### THE DATA
-------

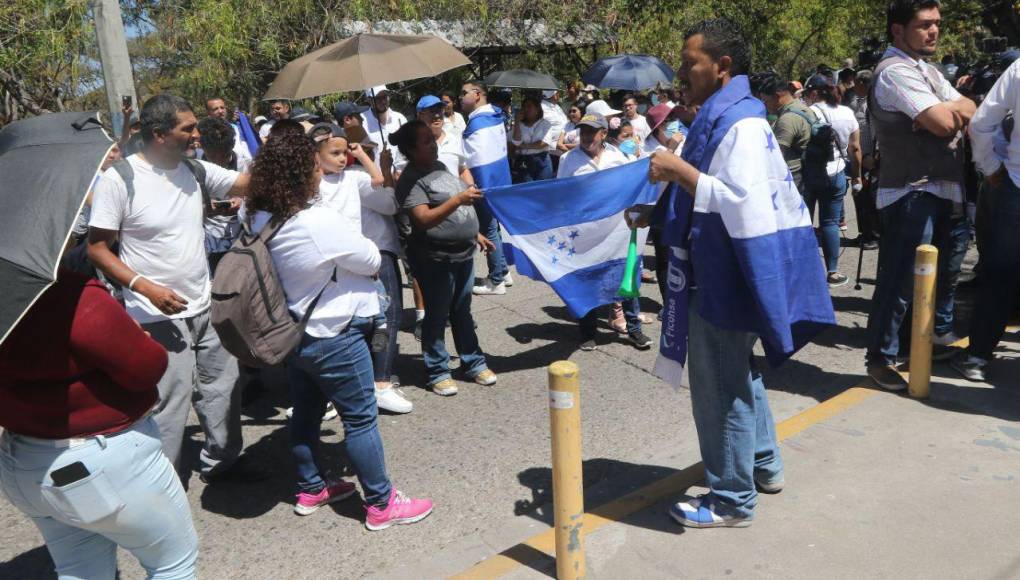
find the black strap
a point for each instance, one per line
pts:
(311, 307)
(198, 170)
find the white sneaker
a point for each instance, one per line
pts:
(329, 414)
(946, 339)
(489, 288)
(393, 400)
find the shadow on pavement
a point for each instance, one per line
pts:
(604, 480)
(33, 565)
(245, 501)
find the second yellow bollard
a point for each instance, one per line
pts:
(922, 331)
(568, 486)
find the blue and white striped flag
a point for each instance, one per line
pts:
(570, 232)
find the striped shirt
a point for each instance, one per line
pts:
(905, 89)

-------

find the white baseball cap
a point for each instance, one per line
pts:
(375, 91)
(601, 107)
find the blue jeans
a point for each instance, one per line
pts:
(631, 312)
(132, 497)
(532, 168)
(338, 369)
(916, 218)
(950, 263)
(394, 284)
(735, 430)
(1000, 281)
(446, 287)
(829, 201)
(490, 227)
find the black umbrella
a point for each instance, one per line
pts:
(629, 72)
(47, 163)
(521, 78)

-------

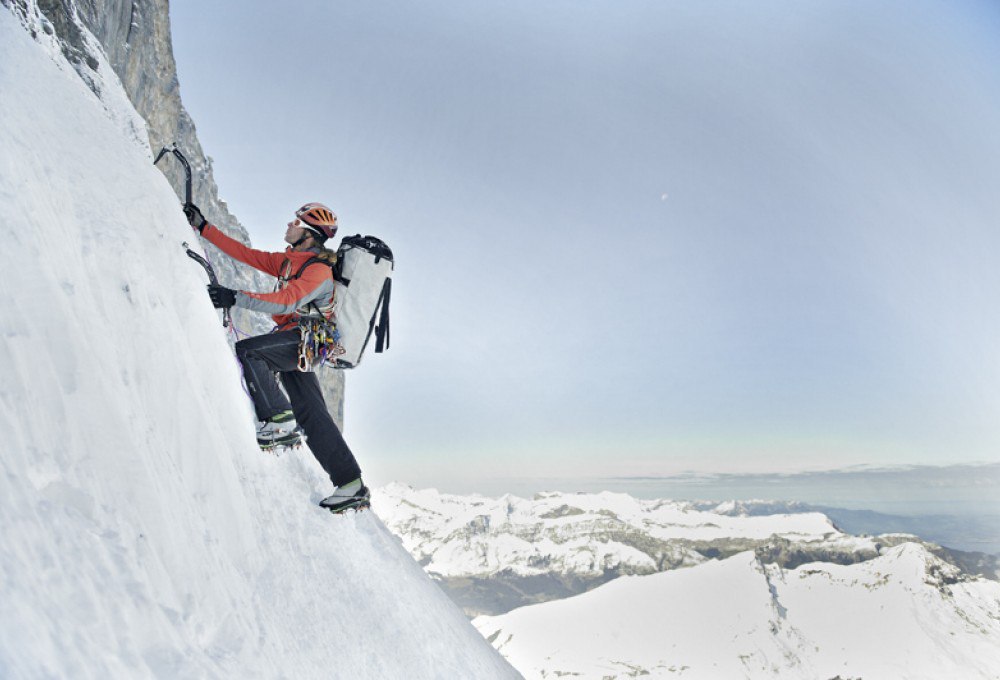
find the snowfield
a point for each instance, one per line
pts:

-------

### GIVEN REQUEST
Please pull out every line of the material that contains the string "blue". Case counts, so uppercase and lowercase letters must match.

### OUTPUT BELOW
find the blue and white striped flag
find the blue jeans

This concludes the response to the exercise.